WHAT IS NEEDED
Can you copy the records word for word, starting at the line that contains "Exercise. Point to the red tiled" and ending at the final line of the records?

ENTRIES
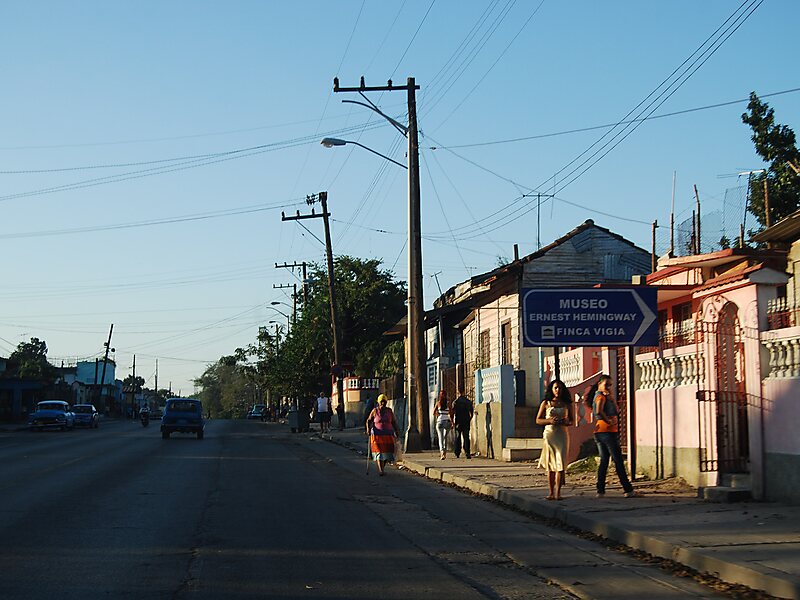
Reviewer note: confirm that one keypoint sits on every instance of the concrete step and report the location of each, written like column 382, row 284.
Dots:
column 517, row 449
column 524, row 443
column 724, row 494
column 736, row 480
column 518, row 454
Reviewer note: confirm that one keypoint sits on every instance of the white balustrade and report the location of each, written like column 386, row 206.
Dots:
column 783, row 346
column 670, row 369
column 570, row 366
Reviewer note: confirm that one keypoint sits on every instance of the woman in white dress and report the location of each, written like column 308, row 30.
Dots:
column 555, row 413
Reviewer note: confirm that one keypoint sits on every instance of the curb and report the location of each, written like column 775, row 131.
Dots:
column 781, row 585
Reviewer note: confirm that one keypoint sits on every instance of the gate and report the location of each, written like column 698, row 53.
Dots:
column 722, row 411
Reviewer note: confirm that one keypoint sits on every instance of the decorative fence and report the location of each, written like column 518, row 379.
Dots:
column 671, row 369
column 784, row 352
column 780, row 313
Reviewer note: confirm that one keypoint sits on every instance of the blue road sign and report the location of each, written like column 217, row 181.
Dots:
column 590, row 317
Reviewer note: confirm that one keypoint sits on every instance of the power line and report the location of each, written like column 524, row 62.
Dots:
column 502, row 215
column 608, row 125
column 168, row 220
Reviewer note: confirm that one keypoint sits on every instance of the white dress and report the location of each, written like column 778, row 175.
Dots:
column 555, row 440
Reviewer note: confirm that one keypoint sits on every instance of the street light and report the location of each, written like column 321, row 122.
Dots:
column 417, row 437
column 280, row 312
column 331, row 142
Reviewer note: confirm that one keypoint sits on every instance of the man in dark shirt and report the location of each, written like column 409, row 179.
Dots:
column 462, row 415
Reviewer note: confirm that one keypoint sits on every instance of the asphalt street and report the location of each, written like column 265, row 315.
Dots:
column 255, row 511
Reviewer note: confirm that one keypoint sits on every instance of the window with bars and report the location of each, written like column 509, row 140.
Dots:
column 505, row 344
column 485, row 349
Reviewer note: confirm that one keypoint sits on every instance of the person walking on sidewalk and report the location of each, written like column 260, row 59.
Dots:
column 555, row 414
column 340, row 414
column 462, row 412
column 382, row 429
column 443, row 423
column 369, row 404
column 606, row 435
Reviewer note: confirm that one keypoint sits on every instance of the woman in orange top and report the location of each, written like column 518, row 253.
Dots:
column 606, row 435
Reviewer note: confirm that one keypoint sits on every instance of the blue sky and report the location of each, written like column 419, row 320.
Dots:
column 128, row 195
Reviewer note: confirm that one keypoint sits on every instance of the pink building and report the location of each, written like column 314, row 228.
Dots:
column 718, row 402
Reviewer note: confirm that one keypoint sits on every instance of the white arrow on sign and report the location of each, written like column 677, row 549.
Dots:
column 648, row 316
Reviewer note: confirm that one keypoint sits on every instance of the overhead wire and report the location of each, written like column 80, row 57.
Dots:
column 474, row 87
column 148, row 223
column 519, row 204
column 444, row 213
column 451, row 80
column 609, row 125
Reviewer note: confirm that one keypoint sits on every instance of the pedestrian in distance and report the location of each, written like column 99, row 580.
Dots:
column 606, row 434
column 462, row 412
column 444, row 424
column 324, row 412
column 382, row 428
column 340, row 414
column 555, row 413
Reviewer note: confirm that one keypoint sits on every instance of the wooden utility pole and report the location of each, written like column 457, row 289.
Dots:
column 653, row 253
column 697, row 199
column 418, row 436
column 672, row 217
column 322, row 197
column 105, row 361
column 305, row 276
column 133, row 396
column 291, row 286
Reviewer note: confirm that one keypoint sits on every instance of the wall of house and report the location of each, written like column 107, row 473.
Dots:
column 793, row 268
column 591, row 256
column 667, row 439
column 491, row 317
column 781, row 390
column 493, row 422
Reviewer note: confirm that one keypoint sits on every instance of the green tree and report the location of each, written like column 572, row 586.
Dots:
column 29, row 361
column 776, row 145
column 298, row 363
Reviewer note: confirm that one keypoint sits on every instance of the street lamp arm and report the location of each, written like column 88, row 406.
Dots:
column 331, row 142
column 397, row 125
column 399, row 164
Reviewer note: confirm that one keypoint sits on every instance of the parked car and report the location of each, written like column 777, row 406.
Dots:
column 184, row 415
column 52, row 414
column 86, row 415
column 259, row 411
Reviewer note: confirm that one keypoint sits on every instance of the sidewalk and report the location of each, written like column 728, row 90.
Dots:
column 753, row 544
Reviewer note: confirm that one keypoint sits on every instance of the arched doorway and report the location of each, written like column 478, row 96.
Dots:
column 733, row 449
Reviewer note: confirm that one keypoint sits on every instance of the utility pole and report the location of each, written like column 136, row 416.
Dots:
column 105, row 361
column 291, row 286
column 133, row 397
column 653, row 254
column 418, row 436
column 672, row 218
column 322, row 197
column 538, row 214
column 305, row 276
column 697, row 199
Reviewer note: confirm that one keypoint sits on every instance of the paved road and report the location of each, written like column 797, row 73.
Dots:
column 254, row 511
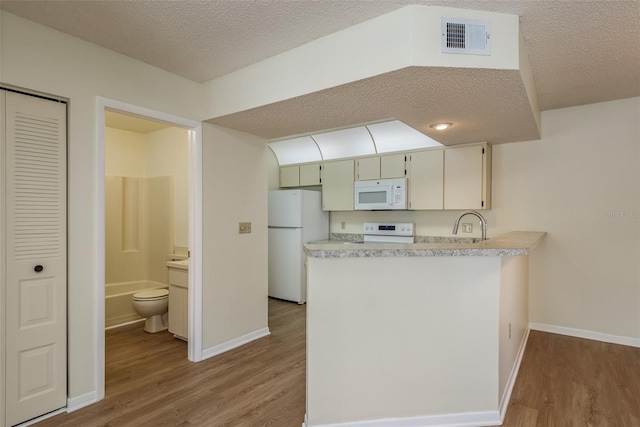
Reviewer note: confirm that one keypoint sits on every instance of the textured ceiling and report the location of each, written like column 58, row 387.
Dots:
column 484, row 105
column 580, row 52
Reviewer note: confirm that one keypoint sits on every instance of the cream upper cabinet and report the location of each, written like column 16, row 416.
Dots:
column 289, row 176
column 467, row 177
column 337, row 185
column 426, row 174
column 392, row 166
column 368, row 168
column 310, row 174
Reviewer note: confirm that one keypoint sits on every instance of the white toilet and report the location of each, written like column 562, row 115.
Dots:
column 153, row 305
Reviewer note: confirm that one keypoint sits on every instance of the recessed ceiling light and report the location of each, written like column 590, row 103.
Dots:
column 441, row 126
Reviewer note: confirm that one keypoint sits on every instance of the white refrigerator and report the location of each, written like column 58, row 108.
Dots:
column 295, row 218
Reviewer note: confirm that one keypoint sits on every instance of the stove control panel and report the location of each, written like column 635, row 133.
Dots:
column 398, row 232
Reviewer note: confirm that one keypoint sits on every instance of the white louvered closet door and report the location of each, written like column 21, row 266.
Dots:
column 36, row 256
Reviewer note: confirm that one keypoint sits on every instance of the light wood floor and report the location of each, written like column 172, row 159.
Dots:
column 563, row 381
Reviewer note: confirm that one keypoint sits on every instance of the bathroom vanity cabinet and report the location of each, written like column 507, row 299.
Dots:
column 179, row 302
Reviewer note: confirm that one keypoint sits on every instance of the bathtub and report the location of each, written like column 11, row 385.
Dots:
column 118, row 307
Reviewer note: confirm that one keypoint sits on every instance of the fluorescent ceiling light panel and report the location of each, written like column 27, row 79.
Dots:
column 345, row 143
column 395, row 136
column 296, row 150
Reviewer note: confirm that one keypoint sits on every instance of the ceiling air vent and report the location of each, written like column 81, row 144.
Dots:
column 465, row 36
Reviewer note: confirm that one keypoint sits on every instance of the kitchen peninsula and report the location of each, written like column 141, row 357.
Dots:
column 415, row 334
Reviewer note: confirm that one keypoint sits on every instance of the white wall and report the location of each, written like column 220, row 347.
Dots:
column 234, row 274
column 581, row 184
column 125, row 153
column 167, row 153
column 38, row 58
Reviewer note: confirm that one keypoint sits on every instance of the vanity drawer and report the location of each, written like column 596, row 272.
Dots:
column 178, row 277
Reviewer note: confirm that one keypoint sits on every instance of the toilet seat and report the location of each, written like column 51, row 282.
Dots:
column 152, row 295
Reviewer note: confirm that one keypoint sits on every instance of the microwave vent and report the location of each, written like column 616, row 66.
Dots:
column 465, row 36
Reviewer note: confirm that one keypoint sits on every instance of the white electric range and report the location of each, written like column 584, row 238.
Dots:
column 388, row 232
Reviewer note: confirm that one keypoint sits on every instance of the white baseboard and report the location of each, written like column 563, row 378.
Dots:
column 467, row 419
column 590, row 335
column 75, row 403
column 511, row 382
column 236, row 342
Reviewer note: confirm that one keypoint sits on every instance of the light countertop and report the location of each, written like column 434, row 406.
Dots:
column 515, row 243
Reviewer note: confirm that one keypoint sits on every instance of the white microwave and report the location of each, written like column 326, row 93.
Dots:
column 381, row 194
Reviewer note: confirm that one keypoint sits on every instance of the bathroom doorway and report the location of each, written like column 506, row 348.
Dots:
column 152, row 171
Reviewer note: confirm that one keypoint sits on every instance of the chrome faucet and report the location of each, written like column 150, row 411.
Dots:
column 483, row 222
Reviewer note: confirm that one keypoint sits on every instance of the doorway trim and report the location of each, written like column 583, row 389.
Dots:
column 195, row 229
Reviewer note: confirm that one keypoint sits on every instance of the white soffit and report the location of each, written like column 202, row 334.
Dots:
column 394, row 136
column 345, row 143
column 296, row 150
column 377, row 138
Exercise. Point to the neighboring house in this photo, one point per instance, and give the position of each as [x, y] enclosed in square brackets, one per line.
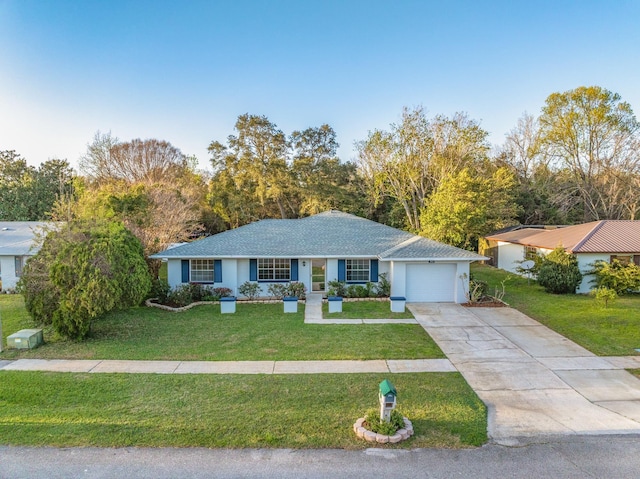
[321, 248]
[603, 240]
[17, 244]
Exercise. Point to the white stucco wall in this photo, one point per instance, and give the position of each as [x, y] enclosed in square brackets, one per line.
[462, 282]
[509, 255]
[8, 272]
[174, 273]
[229, 276]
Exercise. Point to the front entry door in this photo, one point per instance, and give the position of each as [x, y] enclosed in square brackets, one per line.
[318, 279]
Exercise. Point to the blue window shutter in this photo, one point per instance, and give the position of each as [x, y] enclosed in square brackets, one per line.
[342, 270]
[217, 271]
[373, 271]
[185, 270]
[253, 270]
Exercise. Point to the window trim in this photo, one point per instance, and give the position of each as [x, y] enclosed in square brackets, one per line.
[349, 270]
[196, 272]
[272, 266]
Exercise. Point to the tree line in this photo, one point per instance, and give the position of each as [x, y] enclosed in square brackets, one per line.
[577, 161]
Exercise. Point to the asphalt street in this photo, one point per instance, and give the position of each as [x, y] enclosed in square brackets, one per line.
[552, 457]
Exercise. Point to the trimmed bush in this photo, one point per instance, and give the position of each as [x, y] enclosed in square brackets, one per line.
[249, 289]
[83, 271]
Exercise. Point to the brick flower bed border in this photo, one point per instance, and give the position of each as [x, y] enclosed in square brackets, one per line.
[150, 303]
[401, 434]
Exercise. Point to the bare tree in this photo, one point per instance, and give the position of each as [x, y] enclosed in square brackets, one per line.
[410, 161]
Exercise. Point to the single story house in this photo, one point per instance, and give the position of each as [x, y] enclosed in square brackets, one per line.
[315, 250]
[17, 244]
[603, 240]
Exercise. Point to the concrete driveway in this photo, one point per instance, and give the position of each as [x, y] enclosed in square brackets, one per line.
[533, 380]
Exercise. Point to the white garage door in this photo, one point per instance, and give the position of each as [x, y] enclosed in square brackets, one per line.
[433, 282]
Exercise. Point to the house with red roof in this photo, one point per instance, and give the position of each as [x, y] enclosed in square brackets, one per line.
[603, 240]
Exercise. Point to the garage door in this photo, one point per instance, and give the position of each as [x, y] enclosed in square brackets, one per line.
[433, 282]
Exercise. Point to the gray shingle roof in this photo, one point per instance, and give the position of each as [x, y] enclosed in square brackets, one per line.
[17, 237]
[328, 234]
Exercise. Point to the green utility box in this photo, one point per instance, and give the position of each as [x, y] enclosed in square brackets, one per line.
[25, 339]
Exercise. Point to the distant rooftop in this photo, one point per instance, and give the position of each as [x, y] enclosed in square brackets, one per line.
[604, 236]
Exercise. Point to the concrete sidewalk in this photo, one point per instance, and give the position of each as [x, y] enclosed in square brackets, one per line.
[230, 367]
[533, 380]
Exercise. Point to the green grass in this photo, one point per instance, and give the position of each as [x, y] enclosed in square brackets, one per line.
[296, 411]
[365, 309]
[255, 332]
[614, 331]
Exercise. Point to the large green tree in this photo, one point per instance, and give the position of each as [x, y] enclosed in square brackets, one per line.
[28, 193]
[82, 271]
[467, 206]
[409, 162]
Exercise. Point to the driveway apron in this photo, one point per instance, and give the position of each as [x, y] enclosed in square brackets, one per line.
[533, 380]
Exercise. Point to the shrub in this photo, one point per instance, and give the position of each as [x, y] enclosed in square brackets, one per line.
[603, 295]
[337, 288]
[278, 290]
[81, 272]
[249, 289]
[383, 289]
[296, 289]
[622, 278]
[559, 272]
[373, 422]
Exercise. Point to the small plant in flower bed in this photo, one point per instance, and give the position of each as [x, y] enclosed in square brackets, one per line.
[373, 423]
[296, 289]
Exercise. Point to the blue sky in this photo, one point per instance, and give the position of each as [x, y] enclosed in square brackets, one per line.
[182, 71]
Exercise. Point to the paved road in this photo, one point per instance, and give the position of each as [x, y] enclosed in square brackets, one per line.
[559, 458]
[533, 380]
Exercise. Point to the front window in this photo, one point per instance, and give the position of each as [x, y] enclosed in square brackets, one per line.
[202, 271]
[274, 269]
[357, 270]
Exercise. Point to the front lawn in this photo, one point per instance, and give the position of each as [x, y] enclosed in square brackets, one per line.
[614, 331]
[290, 411]
[365, 310]
[255, 332]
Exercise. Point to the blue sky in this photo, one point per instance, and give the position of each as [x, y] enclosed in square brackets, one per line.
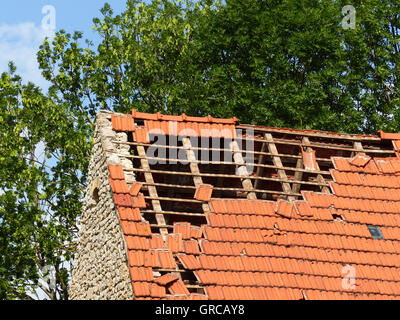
[21, 29]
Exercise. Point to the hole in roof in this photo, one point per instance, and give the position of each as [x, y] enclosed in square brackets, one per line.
[375, 232]
[337, 217]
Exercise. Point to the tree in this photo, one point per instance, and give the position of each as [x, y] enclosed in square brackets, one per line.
[43, 152]
[276, 63]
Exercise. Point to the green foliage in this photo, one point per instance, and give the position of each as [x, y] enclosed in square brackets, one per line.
[277, 63]
[40, 196]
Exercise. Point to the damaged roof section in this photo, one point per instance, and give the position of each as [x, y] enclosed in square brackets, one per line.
[221, 210]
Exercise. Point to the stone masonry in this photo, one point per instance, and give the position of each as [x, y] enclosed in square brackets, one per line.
[101, 269]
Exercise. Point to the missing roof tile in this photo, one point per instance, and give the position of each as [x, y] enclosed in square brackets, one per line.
[375, 231]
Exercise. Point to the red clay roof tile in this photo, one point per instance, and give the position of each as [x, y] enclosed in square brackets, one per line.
[167, 279]
[116, 172]
[141, 274]
[118, 186]
[203, 192]
[258, 249]
[151, 259]
[122, 200]
[309, 161]
[183, 228]
[360, 159]
[135, 188]
[141, 289]
[191, 247]
[137, 243]
[139, 201]
[285, 208]
[166, 259]
[196, 232]
[122, 123]
[130, 214]
[141, 135]
[178, 287]
[174, 242]
[157, 291]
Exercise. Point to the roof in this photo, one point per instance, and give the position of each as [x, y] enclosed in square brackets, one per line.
[312, 215]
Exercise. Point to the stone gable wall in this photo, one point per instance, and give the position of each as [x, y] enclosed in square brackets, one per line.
[100, 269]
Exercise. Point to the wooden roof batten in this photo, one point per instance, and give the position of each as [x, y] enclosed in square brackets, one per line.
[280, 173]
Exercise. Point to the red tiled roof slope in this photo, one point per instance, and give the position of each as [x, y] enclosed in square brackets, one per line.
[261, 249]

FINAL ANSWER
Exercise. Point to the red tiled roof slope in this photo, one point per instance, and give the position of each as [x, y] enclosed in square brackets, one per line.
[261, 249]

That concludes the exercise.